Available data
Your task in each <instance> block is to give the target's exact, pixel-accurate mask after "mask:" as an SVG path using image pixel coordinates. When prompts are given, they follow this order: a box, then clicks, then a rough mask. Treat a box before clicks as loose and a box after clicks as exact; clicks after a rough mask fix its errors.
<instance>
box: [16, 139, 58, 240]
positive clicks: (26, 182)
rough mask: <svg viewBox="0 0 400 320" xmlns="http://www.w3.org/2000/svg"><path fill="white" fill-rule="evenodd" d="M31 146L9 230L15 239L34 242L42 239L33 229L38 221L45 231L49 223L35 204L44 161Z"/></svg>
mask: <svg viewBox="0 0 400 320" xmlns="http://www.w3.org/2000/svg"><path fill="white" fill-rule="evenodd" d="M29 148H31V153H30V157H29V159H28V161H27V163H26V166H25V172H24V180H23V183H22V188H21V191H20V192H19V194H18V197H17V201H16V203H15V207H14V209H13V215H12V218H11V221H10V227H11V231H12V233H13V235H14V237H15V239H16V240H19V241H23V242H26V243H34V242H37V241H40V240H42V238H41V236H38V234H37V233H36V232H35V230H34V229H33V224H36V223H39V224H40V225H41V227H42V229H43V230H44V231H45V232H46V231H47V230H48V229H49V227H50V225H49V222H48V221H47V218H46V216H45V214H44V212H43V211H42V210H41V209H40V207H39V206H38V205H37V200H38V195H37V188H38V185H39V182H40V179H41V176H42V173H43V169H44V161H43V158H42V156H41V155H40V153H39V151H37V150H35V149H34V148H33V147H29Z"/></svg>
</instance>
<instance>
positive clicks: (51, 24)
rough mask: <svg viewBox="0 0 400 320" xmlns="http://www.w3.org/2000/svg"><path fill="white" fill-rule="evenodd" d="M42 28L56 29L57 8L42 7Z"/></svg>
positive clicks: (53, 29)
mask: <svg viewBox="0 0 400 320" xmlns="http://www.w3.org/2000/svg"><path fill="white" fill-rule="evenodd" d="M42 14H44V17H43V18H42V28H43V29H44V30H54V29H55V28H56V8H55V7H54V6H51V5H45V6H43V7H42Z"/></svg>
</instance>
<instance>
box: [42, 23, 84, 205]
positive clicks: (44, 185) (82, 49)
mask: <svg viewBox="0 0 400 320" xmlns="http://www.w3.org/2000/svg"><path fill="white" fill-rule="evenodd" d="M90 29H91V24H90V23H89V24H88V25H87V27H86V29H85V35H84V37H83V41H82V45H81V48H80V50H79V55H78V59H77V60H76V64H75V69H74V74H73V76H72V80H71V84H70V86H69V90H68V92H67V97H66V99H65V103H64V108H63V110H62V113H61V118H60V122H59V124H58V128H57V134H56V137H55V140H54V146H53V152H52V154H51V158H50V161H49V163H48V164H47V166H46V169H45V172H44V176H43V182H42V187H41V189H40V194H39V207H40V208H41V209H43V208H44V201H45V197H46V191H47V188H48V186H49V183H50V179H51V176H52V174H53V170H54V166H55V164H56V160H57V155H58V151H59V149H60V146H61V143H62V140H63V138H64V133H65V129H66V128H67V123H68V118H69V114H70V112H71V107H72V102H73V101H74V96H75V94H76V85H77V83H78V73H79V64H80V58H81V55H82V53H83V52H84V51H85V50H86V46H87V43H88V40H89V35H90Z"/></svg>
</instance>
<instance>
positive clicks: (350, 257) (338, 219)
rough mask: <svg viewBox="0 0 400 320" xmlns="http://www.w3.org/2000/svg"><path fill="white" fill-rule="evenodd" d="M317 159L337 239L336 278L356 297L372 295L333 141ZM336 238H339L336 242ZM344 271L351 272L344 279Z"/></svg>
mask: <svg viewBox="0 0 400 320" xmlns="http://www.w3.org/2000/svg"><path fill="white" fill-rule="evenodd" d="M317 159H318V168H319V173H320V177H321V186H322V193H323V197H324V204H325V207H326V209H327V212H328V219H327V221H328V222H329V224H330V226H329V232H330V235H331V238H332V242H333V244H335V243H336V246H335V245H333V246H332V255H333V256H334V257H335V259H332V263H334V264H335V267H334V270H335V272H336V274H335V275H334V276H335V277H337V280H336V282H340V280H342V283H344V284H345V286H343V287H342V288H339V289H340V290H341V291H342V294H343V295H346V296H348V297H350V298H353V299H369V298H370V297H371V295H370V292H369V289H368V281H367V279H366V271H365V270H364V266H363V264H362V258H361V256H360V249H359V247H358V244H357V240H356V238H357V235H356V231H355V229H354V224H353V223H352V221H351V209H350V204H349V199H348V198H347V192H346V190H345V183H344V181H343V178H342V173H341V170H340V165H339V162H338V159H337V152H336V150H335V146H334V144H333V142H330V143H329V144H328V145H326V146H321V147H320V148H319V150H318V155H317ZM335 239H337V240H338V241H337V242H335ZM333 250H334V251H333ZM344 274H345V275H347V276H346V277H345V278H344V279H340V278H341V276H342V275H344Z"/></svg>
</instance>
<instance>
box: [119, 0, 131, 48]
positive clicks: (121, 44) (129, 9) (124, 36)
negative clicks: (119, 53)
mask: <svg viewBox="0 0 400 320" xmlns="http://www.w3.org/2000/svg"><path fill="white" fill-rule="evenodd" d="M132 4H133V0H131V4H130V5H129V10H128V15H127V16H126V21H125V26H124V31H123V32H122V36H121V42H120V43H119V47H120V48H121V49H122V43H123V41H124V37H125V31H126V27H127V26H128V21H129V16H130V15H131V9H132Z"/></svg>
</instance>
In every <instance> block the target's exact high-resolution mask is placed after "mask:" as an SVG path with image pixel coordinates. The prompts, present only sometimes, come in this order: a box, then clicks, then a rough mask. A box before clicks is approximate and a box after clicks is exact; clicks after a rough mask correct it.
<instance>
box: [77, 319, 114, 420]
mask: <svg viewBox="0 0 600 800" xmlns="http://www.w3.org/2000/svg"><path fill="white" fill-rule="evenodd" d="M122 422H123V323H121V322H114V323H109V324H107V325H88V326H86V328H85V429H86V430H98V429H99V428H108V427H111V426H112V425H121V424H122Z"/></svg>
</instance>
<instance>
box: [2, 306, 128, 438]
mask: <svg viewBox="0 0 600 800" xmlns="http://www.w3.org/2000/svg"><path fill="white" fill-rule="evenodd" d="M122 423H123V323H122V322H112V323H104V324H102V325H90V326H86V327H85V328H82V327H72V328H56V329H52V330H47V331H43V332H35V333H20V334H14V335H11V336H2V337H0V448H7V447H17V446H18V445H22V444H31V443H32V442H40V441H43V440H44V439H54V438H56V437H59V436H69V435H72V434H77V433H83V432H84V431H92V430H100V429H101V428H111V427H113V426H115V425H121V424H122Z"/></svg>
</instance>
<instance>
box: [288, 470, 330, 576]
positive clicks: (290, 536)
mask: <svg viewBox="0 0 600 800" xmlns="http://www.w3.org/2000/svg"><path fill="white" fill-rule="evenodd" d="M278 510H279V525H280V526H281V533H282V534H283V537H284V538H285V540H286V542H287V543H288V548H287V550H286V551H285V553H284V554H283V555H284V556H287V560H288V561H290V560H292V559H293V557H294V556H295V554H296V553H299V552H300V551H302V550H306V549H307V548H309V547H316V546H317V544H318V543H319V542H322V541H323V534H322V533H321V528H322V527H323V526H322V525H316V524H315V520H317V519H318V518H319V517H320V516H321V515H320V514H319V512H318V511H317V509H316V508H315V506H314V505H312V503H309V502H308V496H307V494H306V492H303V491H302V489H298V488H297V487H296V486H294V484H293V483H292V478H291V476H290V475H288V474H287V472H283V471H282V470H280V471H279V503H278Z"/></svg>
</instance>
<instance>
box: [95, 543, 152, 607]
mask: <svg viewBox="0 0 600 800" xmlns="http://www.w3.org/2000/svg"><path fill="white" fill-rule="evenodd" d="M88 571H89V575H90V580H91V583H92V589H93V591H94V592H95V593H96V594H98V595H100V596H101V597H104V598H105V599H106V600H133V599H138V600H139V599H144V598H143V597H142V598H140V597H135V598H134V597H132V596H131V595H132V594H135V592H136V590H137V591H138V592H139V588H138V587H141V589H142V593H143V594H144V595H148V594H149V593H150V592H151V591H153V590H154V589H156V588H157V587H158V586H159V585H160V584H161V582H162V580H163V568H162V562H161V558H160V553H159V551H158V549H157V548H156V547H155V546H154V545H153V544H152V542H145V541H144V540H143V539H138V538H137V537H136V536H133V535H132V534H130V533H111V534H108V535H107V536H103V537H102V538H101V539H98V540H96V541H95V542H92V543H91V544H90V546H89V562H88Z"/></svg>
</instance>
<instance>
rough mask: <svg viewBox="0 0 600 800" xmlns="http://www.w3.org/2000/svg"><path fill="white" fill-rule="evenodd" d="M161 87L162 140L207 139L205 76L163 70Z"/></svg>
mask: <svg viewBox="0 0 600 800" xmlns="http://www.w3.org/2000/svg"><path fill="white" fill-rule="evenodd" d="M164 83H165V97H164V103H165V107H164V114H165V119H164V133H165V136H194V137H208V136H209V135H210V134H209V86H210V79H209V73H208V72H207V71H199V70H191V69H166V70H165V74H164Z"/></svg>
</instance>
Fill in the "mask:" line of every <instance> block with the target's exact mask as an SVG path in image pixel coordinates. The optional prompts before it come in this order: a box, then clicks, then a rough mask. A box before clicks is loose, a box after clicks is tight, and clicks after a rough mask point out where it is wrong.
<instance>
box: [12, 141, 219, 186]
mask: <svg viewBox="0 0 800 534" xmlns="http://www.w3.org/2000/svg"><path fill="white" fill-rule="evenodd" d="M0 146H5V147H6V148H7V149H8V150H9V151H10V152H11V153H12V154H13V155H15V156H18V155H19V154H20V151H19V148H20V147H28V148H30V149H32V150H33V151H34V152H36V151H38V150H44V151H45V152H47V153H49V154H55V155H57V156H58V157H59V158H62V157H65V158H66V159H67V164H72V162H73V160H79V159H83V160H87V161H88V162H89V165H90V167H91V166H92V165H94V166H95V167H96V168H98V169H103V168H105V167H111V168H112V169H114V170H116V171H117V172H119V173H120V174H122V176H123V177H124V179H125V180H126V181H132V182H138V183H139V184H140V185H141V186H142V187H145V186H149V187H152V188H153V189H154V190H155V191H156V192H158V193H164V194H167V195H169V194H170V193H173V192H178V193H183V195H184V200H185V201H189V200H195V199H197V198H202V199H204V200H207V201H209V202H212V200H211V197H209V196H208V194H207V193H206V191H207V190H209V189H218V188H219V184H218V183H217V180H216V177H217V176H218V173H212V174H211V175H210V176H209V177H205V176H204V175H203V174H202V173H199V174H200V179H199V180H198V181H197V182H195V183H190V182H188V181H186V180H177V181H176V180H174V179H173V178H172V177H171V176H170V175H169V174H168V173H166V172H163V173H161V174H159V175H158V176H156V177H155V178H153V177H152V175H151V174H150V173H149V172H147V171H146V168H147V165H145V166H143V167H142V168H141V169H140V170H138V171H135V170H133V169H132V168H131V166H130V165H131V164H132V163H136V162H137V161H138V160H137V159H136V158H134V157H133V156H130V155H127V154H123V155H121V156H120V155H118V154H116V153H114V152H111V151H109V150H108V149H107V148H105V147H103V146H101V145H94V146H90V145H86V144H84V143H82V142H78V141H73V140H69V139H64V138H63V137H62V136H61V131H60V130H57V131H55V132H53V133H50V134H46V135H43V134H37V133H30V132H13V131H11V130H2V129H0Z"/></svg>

Exercise prompt
The lines running from the start of the data through the one that contains "positive clicks: (26, 182)" should be reproduced exactly, and only those.

The completed task
Your task in each <instance> block is to give the target's exact, pixel-accurate mask after "mask:" as an SVG path using image pixel coordinates. When prompts are given, they follow this order: a box, then clicks, then a rough mask. Treat a box before clicks as loose and a box after clicks as exact; clicks after a rough mask fix its errors.
<instance>
box: [16, 139, 58, 240]
positive clicks: (26, 182)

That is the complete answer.